Data entries:
○ ○ ○
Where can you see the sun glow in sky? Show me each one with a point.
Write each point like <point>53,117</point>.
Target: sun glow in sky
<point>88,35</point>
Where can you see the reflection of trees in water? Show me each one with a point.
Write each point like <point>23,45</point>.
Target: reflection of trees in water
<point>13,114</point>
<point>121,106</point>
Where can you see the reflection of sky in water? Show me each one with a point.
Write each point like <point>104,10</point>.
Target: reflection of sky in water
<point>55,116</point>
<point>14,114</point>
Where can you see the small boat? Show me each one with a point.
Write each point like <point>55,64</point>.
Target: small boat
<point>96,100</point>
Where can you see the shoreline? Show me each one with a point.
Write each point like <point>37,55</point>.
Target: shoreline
○ ○ ○
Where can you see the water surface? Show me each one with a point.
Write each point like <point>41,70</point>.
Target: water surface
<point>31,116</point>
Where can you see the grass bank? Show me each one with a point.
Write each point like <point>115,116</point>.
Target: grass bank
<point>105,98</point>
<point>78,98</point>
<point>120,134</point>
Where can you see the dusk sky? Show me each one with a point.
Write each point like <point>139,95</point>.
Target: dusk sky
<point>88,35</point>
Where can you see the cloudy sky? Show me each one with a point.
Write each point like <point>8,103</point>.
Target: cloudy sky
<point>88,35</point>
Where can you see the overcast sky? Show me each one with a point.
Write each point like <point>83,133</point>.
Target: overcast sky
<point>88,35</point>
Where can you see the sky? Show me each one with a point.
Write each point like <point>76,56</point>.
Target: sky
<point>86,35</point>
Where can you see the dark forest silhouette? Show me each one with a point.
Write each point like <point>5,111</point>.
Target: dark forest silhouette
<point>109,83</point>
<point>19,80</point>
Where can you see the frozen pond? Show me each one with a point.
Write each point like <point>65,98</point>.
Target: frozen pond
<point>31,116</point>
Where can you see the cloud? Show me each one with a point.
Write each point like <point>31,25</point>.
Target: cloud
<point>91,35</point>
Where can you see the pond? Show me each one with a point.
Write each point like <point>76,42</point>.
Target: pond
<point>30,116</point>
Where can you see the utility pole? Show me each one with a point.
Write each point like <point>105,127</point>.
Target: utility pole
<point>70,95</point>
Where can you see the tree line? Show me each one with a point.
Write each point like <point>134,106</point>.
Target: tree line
○ ○ ○
The task:
Give back precisely the lines above that start at the line containing "Write each point like <point>5,111</point>." and end at the line containing "Where can you see the cloud?", inclusive. No other lines belong in the output.

Solution to this problem:
Write each point like <point>5,111</point>.
Target: dark forest silhouette
<point>109,83</point>
<point>19,80</point>
Where can you see the frozen pond? Show me each one with a point.
Write each point like <point>65,98</point>.
Target: frozen pond
<point>31,116</point>
Where can you see the cloud? Show me each one with a point.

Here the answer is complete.